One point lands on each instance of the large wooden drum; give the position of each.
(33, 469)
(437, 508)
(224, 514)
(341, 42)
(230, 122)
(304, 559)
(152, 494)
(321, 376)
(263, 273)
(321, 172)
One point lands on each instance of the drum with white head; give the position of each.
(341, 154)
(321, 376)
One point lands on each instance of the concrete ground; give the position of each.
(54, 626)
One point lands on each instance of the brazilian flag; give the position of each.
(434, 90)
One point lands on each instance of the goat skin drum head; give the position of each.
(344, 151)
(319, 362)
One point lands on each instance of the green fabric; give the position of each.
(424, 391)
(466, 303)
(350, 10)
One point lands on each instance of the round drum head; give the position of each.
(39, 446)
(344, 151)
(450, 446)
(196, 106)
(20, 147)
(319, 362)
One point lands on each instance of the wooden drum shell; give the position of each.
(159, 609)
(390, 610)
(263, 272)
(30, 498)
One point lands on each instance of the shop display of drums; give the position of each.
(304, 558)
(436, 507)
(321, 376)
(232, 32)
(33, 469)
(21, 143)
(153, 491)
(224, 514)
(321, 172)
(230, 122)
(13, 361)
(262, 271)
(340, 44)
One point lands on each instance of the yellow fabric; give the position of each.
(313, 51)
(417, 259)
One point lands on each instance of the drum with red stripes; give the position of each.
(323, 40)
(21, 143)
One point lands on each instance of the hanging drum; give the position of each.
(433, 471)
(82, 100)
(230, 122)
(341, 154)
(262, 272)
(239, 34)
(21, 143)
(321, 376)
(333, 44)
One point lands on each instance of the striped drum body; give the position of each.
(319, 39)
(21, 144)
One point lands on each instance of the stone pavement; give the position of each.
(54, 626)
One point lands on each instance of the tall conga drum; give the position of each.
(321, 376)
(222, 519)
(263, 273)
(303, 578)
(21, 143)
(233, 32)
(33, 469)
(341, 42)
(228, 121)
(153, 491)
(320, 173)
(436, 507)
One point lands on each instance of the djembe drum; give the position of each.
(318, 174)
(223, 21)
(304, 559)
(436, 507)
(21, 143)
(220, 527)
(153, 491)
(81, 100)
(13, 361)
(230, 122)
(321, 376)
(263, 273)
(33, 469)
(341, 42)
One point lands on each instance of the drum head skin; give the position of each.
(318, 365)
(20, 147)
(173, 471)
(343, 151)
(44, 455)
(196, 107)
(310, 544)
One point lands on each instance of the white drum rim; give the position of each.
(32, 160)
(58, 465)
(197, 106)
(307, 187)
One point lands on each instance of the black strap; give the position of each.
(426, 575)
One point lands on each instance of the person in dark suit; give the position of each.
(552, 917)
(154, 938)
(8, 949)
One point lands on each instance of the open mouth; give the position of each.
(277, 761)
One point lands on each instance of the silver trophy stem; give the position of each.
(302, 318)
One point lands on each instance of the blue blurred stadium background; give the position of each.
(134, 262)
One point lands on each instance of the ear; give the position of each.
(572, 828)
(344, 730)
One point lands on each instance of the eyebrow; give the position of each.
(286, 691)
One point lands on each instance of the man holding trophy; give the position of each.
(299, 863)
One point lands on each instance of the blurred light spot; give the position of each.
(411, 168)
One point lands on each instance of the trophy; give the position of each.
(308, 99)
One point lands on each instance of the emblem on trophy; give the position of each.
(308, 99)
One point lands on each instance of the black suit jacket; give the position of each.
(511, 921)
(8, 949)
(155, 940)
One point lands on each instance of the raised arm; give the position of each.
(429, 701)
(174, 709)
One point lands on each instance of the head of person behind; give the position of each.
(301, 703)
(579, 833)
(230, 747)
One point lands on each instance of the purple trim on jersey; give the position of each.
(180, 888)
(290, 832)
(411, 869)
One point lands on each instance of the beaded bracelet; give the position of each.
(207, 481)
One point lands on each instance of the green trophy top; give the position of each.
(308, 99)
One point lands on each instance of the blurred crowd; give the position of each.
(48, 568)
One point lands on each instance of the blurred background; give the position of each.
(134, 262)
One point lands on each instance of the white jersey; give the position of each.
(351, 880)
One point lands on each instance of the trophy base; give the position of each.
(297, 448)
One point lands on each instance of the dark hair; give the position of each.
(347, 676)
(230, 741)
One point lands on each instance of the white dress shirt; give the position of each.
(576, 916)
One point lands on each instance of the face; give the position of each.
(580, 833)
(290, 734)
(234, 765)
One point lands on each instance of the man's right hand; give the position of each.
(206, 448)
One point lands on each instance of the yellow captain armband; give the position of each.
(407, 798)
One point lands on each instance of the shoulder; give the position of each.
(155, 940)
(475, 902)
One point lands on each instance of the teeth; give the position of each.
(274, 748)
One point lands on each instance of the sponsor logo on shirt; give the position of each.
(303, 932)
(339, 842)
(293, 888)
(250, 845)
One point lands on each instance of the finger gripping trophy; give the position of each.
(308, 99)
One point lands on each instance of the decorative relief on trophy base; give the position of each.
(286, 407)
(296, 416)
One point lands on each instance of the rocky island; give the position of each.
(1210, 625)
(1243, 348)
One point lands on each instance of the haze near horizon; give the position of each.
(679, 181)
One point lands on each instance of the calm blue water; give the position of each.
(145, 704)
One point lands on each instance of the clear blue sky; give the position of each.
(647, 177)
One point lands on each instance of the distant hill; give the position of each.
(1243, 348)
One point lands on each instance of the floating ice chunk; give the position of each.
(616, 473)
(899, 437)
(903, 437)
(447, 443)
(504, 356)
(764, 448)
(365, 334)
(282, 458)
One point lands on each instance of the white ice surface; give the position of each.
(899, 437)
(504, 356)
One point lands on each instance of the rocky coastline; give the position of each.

==========

Swap "position" for "location" in every one of the entries above, then give them again with nothing else changed.

■ ANSWER IN FULL ■
One point lands on each instance of the large wooden drum; give the location of each.
(33, 469)
(437, 508)
(224, 514)
(341, 42)
(230, 122)
(304, 559)
(152, 494)
(321, 376)
(263, 273)
(321, 172)
One point lands on each instance of the drum with white head; give the location of each.
(341, 154)
(321, 376)
One point lands on each instance of the concrete ground; give the location of each.
(54, 626)
One point lands on each instance of the brazilian flag; give the location of each.
(434, 90)
One point lands on each instance of the goat skin drum head; give the location of each.
(344, 151)
(319, 362)
One point lands on each instance of the green fabric; give the location of each.
(424, 391)
(466, 303)
(350, 10)
One point lands on each instance of the round drum head; give the location of each.
(39, 446)
(344, 151)
(450, 446)
(196, 106)
(20, 147)
(319, 362)
One point lands on each instance of the wooden drum shell; give the location of each.
(159, 609)
(390, 610)
(263, 272)
(30, 498)
One point lands on each instance of the shop display of drums; give the location of each.
(304, 558)
(436, 507)
(321, 376)
(232, 32)
(33, 469)
(21, 143)
(153, 491)
(224, 514)
(321, 172)
(230, 122)
(13, 361)
(262, 271)
(340, 44)
One point lands on each instance of the yellow fabric; give the location of each.
(313, 51)
(417, 259)
One point lands on each instance of the drum with red stripes; give the location of each.
(323, 40)
(21, 143)
One point lands on each instance of the hanging drum; give the location of each.
(433, 471)
(82, 100)
(230, 122)
(341, 154)
(262, 272)
(239, 34)
(21, 143)
(321, 376)
(333, 44)
One point lands on each instance of the striped drum body; give the location of each.
(319, 39)
(21, 144)
One point lands on each instance of the stone pavement; give the location of each.
(54, 626)
One point lands on each instance of the tall conga drum; give the location of each.
(321, 376)
(222, 519)
(263, 273)
(303, 578)
(21, 143)
(233, 32)
(33, 469)
(341, 42)
(228, 121)
(153, 491)
(320, 173)
(436, 507)
One point lands on each instance of the djembe drum; give the location of each.
(318, 174)
(223, 21)
(304, 559)
(436, 507)
(21, 143)
(220, 527)
(153, 491)
(81, 100)
(13, 361)
(230, 122)
(321, 376)
(263, 273)
(33, 469)
(341, 42)
One point lands on each instance of the drum head skin; give the location of each.
(318, 365)
(20, 147)
(173, 471)
(343, 151)
(44, 455)
(196, 107)
(310, 544)
One point lands on each instance of the white drum rim; give the location of each.
(32, 160)
(58, 465)
(197, 106)
(307, 187)
One point lands on each instance of the black strap; give the location of each.
(426, 575)
One point lands on each instance of the person in dark suit; give the location of each.
(552, 917)
(154, 938)
(8, 949)
One point lands on each instance of the open mouth; give the location of each.
(277, 761)
One point lands on each instance of the silver trophy stem; give the location of each.
(302, 318)
One point lands on each instance of the blue blurred stadium background; give the location of each.
(134, 262)
One point lands on each instance of the ear; give the location of each.
(572, 828)
(344, 730)
One point lands on each instance of the eyebrow; give the location of each.
(286, 691)
One point lands on each instance of the man holding trophy; give the location of each.
(299, 863)
One point lands on each instance of the blurred light spot; give the location of each.
(411, 168)
One point lands on each instance of the trophy; give the location of each.
(308, 99)
One point lands on each instance of the emblem on trophy; give the location of each.
(308, 99)
One point lands on each instance of the black suit jacket; give the location of each.
(511, 921)
(8, 949)
(155, 940)
One point lands on each instance of the raised arm; give the location of each.
(429, 701)
(174, 709)
One point lands on each instance of the head of person behind; give the location of each.
(301, 703)
(579, 833)
(230, 747)
One point lands on each instance of the purple trim on jersey; give the location of each.
(180, 888)
(290, 832)
(411, 869)
One point lands on each instance of the beaded bracelet; give the location of each.
(207, 481)
One point lands on each instance of the green trophy top; give the location of each.
(308, 99)
One point lands on each instance of the blurred crowd; give the location of each.
(48, 568)
One point lands on each instance of the blurred background; give the location of each.
(134, 262)
One point lands on each instance of the white jersey; give the location of each.
(351, 880)
One point lands on each instance of the trophy base; give the location of each.
(297, 448)
One point lands on each instance of the dark hair; give the location of each.
(347, 676)
(230, 741)
One point lands on each instance of the white dress shirt; give the location of each.
(576, 916)
One point lands on each instance of the face; give the location of each.
(580, 833)
(290, 734)
(234, 765)
One point lands on each instance of the man's right hand; give the location of each.
(206, 448)
One point lands on each instance of the yellow captain armband; give the location of each.
(407, 798)
One point lands on each instance of the shoulder; give the location of each.
(155, 940)
(475, 902)
One point lands on each instance of the teeth; give the location of each.
(274, 748)
One point lands on each instance of the sponsor logo on shirt; give the location of each.
(303, 932)
(339, 842)
(293, 888)
(250, 845)
One point lands on each instance of the finger gripping trophy; give the location of each.
(308, 99)
One point lands on each instance of the decorative relief on trophy base; give the location of each.
(286, 407)
(296, 416)
One point lands on each instance of the rocky island; give the location of each.
(1210, 625)
(1243, 348)
One point lands on each instance of the haze near horizon; give the location of each.
(679, 181)
One point lands on each instance of the calm blue water; give the location of each.
(145, 704)
One point lands on each instance of the clear blue sky; give the location of each.
(647, 177)
One point lands on each instance of the distant hill; give the location of each.
(1243, 348)
One point lands on each instance of the floating ice chunk; give the location of each.
(616, 473)
(899, 437)
(903, 437)
(447, 443)
(504, 356)
(764, 448)
(365, 334)
(282, 458)
One point lands on each instance of the white ice surface; give the location of each.
(899, 437)
(504, 356)
One point lands on each instance of the rocky coastline; give the location of each.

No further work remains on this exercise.